> **What to work on**
A word-for-word repetition of all the entries is needed.

Region pointing data

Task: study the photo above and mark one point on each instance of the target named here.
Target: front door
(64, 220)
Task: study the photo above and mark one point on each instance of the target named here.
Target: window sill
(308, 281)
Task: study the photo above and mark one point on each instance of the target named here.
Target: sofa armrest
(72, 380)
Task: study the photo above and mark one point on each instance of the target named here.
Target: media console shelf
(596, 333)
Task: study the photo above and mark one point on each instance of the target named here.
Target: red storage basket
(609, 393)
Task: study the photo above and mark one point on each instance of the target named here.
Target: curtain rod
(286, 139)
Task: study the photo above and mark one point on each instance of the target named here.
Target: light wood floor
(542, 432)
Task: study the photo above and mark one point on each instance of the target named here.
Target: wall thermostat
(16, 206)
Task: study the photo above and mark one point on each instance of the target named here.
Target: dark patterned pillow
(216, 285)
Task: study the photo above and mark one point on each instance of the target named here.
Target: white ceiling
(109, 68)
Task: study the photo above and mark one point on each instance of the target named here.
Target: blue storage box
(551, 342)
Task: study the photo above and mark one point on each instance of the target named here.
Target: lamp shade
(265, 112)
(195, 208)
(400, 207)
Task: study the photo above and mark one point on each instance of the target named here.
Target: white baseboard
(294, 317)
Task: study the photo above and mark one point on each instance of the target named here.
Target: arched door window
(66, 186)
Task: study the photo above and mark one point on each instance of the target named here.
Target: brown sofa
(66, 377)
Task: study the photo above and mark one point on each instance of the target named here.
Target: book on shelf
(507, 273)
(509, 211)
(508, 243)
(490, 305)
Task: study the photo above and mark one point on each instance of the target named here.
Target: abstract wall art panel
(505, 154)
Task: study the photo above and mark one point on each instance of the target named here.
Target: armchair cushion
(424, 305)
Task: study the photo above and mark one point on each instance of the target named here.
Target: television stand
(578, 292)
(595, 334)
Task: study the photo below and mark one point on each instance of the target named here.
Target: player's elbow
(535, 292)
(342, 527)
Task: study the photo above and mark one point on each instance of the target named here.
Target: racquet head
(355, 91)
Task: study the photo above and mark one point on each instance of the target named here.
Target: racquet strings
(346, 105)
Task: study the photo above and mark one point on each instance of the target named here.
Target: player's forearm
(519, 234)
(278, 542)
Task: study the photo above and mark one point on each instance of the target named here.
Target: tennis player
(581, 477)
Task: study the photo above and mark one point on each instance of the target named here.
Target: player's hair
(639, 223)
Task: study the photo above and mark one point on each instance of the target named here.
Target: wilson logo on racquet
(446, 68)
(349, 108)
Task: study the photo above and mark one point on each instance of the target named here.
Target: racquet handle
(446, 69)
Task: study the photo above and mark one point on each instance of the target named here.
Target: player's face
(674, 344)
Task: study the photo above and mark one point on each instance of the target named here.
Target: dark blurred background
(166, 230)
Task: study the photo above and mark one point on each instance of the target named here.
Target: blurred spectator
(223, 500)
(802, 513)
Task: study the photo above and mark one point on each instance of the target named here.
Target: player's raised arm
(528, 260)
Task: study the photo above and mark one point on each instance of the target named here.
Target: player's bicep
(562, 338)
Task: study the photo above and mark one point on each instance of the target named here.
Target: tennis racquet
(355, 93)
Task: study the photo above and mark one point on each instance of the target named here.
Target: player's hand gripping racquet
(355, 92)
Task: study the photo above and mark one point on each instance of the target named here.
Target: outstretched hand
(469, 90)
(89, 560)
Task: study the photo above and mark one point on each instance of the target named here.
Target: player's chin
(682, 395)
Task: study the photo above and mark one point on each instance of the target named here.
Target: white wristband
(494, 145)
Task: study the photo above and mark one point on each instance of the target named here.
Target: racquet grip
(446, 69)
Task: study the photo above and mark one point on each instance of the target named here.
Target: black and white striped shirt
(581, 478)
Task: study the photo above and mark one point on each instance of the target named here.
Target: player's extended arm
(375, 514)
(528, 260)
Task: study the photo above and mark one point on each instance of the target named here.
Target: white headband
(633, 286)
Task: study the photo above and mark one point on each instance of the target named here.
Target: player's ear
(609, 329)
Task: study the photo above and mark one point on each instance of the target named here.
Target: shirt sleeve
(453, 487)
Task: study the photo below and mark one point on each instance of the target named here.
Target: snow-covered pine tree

> **Problem solution**
Task: study the photo above and mark one point on each instance of the target named here.
Target: front door
(64, 220)
Task: study the photo above and mark one point on each instance of the target named here.
Target: window sill
(308, 281)
Task: study the photo above and mark one point on each instance of the target named here.
Target: sofa armrest
(72, 380)
Task: study the photo above and mark one point on each instance of the target named here.
Target: media console shelf
(596, 333)
Task: study the photo above and mark one point on each instance of the target named here.
Target: red storage basket
(609, 393)
Task: study the photo above and mark one point on each instance of the target named here.
Target: curtain rod
(286, 139)
Task: study the photo above and mark one point on each instance of the target named here.
Target: light wood floor
(542, 432)
Task: study the photo above and mark one point on each instance of the target named here.
Target: wall thermostat
(16, 206)
Task: study the photo above and mark one point on each instance of the target named here.
Target: dark patterned pillow
(216, 285)
Task: study the photo above and mark one point on each instance of the target named here.
Target: white ceiling
(109, 68)
Task: study the photo above and mark one point on each instance of the target named here.
Target: blue storage box
(551, 342)
Task: study the photo above and mark one point on each instance of the target named here.
Target: lamp shade
(265, 112)
(195, 208)
(400, 207)
Task: study the photo above and mark one point on each instance of the target named here.
Target: white baseboard
(294, 317)
Task: study the photo above and mark one point on each instance of the target named here.
Target: arched door window
(66, 186)
Task: study the photo above and mark one point on each instance of the target named here.
Target: brown sofa
(66, 377)
Task: study the photo above and mark one point on each instance of the target named here.
Target: book on shelf
(507, 273)
(509, 211)
(508, 243)
(490, 305)
Task: study the photo above and mark one point on each instance of the target named here.
Target: abstract wall art panel
(505, 154)
Task: study the photo above and mark one point on each instance of the target named here.
Target: armchair cushion
(424, 305)
Task: study the photo above and mark one point on each instance of the target named here.
Target: television stand
(578, 292)
(595, 334)
Task: study the photo below and mark one point on each instance of the target named here.
Target: player's elbow
(535, 292)
(342, 527)
Task: study the photo above and mark one point on each instance of the target named here.
Target: racquet head
(355, 91)
Task: study the photo above and mark one point on each instance of the target named here.
Target: racquet strings
(346, 105)
Task: study the photo above and mark one point on each instance of the target named here.
Target: player's forearm
(519, 234)
(278, 542)
Task: study the photo above and mark one point on each instance of the target named here.
Target: tennis player
(581, 477)
Task: study the photo above and mark one point on each instance of the target named here.
Target: player's hair
(639, 223)
Task: study the photo above and mark one point on each instance of the target named here.
Target: wilson logo on racquet
(446, 68)
(349, 108)
Task: study the photo above and mark one point on each instance of the target named here.
Target: racquet handle
(446, 69)
Task: study the photo above and mark one point on each instance of the target named here.
Target: player's face
(674, 344)
Task: study the photo above and mark one point on each instance of the target named here.
Target: dark blurred background
(166, 230)
Task: study the photo above and mark one point on each instance of the target named here.
Target: blurred spectator
(223, 500)
(802, 513)
Task: study the photo above and mark one point on each instance of the target named here.
Target: player's raised arm
(528, 260)
Task: study the photo above and mark one point on each instance of the target named here.
Target: player's bicep
(562, 338)
Task: study the photo above and mark one point on each instance of the target named here.
Target: tennis racquet
(355, 93)
Task: study the photo above and mark one point on each instance of the target named here.
Target: player's hand gripping racquet
(355, 92)
Task: study the photo above and mark one point on each instance of the target named here.
Target: outstretched hand
(469, 90)
(89, 560)
Task: study the photo above and mark one point on each instance of the target named here.
Target: player's chin
(682, 395)
Task: study the photo above and mark one point on each instance of the target named here.
Target: white wristband
(494, 145)
Task: study the photo above and mark one point on each instance of the target named here.
Target: racquet grip
(446, 69)
Task: study the photo above and mark one point on each instance of the target named here.
Target: black and white striped shirt
(581, 478)
Task: study the photo above and mark one point on each instance of the target named here.
Target: player's extended arm
(375, 514)
(528, 260)
Task: study the photo above and mark one point on each instance of the target named here.
Target: white headband
(633, 286)
Task: study the photo above and mark one point on each instance of the target named here.
Target: player's ear
(609, 329)
Task: study the photo above and mark one point on each instance of the target named here.
Target: shirt sleeve
(453, 487)
Task: study the photo below and mark one point on each instance of the target named here.
Target: snow-covered pine tree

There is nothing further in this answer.